Extrait choisi:
----

PATRICK KANNER, PRESIDENT DU GROUPE SOCIALISTE, SENATEUR PS DU NORD
Les étudiants, il y a eu une grave erreur, il n'aurait jamais fallu intégrer la rentrée étudiante en présentiel, puisqu'on sait très bien que là il y a eu des clusters manifestes, donc là il y a eu une faute, il y a une faute d'appréciation. Alors, ce n'est bien sûr pas une faute intentionnelle, mais une faute d'appréciation sur le risque de clusters. Ce qu'on peut dire globalement, c'est que si on en est arrivé là, c'est qu'il y a eu un échec.
ORIANE MANCINI
Qu'est-ce que vous lui répondez Frédérique VIDAL ?
FREDERIQUE VIDAL
Que je tiens à disposition les chiffres concernant les clusters chez les étudiants, il ne faut pas confondre les choses. Dans un milieu universitaire, ou dans un bâtiment d'enseignement supérieur, lorsque vous avez un jeune qui a des signes manifestes vous le testez et vous pouvez tester toute sa promotion, donc ça veut dire que c'est le meilleur endroit où on peut faire…
ORIANE MANCINI
Quels sont-ils ces chiffres, combien de foyers de contamination, combien de sites ont été fermés ?

----

Problèmes et exercices:
1/ D'après l'extrait, quelle décision Patrick Kanner qualifie-t-il de grave erreur ?
2/ Recopiez, dans l'extrait, le passage qui va de « FREDERIQUE VIDAL » jusqu'à « été fermés ? ».
3/ Les affirmations suivantes sont-elles conformes à l'extrait ? Répondez par oui ou par non à chacune et citez les mots de l'extrait qui tranchent.
(a) Patrick Kanner juge que la faute commise était intentionnelle.
(b) Frédérique Vidal affirme tenir à disposition les chiffres sur les clusters chez les étudiants.
(c) Oriane Mancini demande combien de sites ont été fermés.

----

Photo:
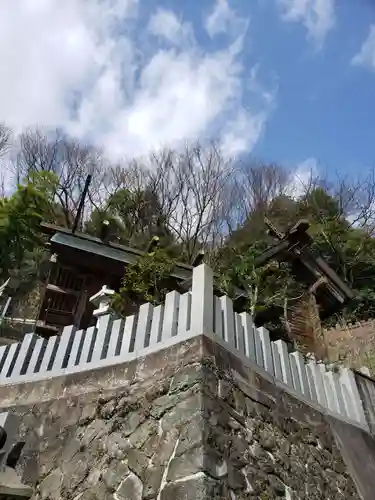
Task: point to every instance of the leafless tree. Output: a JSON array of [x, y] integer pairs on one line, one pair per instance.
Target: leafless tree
[[70, 161], [192, 187]]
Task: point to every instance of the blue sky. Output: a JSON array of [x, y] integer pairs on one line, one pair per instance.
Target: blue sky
[[291, 81]]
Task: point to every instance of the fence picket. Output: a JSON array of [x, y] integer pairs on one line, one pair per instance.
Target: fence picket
[[300, 366], [63, 350], [353, 399], [86, 348], [102, 337], [311, 380], [127, 336], [265, 341], [334, 393], [202, 301], [76, 348], [8, 361], [184, 314], [24, 352], [34, 357], [117, 329], [282, 349], [228, 320], [142, 334], [170, 315], [218, 318], [3, 353], [276, 361], [156, 325], [258, 348], [199, 312], [248, 327], [239, 333]]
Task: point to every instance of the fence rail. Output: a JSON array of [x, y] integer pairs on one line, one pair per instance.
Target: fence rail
[[194, 313]]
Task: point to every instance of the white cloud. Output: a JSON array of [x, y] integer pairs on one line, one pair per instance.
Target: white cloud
[[301, 177], [366, 55], [165, 24], [318, 16], [223, 19], [86, 67]]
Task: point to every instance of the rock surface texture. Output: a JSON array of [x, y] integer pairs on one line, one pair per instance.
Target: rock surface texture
[[189, 423]]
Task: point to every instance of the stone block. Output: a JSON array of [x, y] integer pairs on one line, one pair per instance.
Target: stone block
[[152, 482], [197, 460], [114, 475], [200, 487], [130, 489], [137, 462]]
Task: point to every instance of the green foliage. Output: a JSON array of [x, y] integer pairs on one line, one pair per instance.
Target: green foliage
[[145, 280], [134, 218], [20, 218]]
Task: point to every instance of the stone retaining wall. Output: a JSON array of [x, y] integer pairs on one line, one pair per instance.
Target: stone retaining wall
[[188, 423]]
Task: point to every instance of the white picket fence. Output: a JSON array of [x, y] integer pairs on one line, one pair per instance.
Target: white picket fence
[[191, 314]]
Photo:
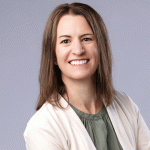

----

Réponses:
1/ Avoir intégré la rentrée étudiante en présentiel.

2/
FREDERIQUE VIDAL
Que je tiens à disposition les chiffres concernant les clusters chez les étudiants, il ne faut pas confondre les choses. Dans un milieu universitaire, ou dans un bâtiment d'enseignement supérieur, lorsque vous avez un jeune qui a des signes manifestes vous le testez et vous pouvez tester toute sa promotion, donc ça veut dire que c'est le meilleur endroit où on peut faire…
ORIANE MANCINI
Quels sont-ils ces chiffres, combien de foyers de contamination, combien de sites ont été fermés ?

3/
(a) Non : « ce n'est bien sûr pas une faute intentionnelle ».
(b) Oui : « je tiens à disposition les chiffres concernant les clusters chez les étudiants ».
(c) Oui : « combien de sites ont été fermés ? ».